[Data extract Boundary: Start]

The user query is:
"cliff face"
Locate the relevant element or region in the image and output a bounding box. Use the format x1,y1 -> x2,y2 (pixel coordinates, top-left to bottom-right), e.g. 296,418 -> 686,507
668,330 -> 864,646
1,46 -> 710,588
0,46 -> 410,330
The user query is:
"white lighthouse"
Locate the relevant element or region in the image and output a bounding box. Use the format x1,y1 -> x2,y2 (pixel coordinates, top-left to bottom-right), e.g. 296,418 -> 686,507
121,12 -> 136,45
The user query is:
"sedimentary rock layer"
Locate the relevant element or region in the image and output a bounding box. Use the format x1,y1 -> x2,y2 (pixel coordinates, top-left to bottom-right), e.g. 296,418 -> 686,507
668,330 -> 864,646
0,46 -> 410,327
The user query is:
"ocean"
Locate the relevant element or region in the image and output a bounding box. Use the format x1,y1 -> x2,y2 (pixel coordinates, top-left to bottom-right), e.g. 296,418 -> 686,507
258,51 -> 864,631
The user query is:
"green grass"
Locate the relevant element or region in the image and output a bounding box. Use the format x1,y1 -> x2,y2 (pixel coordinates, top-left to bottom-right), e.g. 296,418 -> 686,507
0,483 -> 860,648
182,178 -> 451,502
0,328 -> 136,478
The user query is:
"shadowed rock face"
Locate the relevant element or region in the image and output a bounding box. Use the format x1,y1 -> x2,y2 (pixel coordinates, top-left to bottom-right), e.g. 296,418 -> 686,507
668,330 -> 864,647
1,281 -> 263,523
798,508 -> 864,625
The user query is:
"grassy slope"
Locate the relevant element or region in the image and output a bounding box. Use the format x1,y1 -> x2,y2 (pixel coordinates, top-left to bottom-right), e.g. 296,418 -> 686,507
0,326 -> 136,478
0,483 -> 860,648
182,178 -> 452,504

[Data extract Boundary: End]

- _Work required_
Each line of the data has to be written out exactly as it appears.

- _Response to the task_
The user query is:
"cliff face"
Locate the relevant element or region in the image and output a bounding box. Use the format x1,y1 -> x2,y2 (pixel coordinates, top-left to bottom-right), e.g. 296,418 -> 686,507
668,330 -> 864,646
1,46 -> 710,588
0,46 -> 410,330
The user query is:
"white lighthouse"
Locate the relevant element or region in the image and output a bounding box. Use the format x1,y1 -> x2,y2 (pixel coordinates, top-left to bottom-right), e.g. 296,418 -> 686,507
121,12 -> 136,45
The user query is:
"sedimentary rock layer"
Locate the relevant element or region in the image and output a bounding box. Use the format x1,y1 -> x2,y2 (pixel coordinates, top-left to bottom-right), e.g. 296,418 -> 686,507
668,330 -> 864,646
0,46 -> 410,327
The user query is:
"ocean"
Locate the relevant element or region in the image and output a bounding box. Use the format x1,y1 -> x2,y2 (pixel coordinates, top-left to bottom-right), e.g. 296,418 -> 686,507
258,51 -> 864,631
The user query is:
"green grass"
Locate the relevant element or region in the image and output a bounding box. Use the format x1,y1 -> x2,y2 (pixel coordinates, top-left to bottom-right), e.g. 296,418 -> 686,507
0,483 -> 860,648
182,178 -> 451,502
0,328 -> 136,478
The user query is:
"shadowed rock face"
Locate the relevant element or region in the image and output a bounding box. Use the format x1,y1 -> x2,y2 (pixel coordinates, top-left to bottom-right), e.g. 296,418 -> 686,507
668,330 -> 864,647
1,281 -> 263,523
798,508 -> 864,625
The user query is:
"grassy slope"
Locate the relevant element or region in the image and output a bounding box. Use the format x1,y1 -> x2,y2 (pixel coordinates, top-left to bottom-right), e.g. 296,418 -> 686,507
0,326 -> 136,478
0,483 -> 860,648
182,178 -> 452,504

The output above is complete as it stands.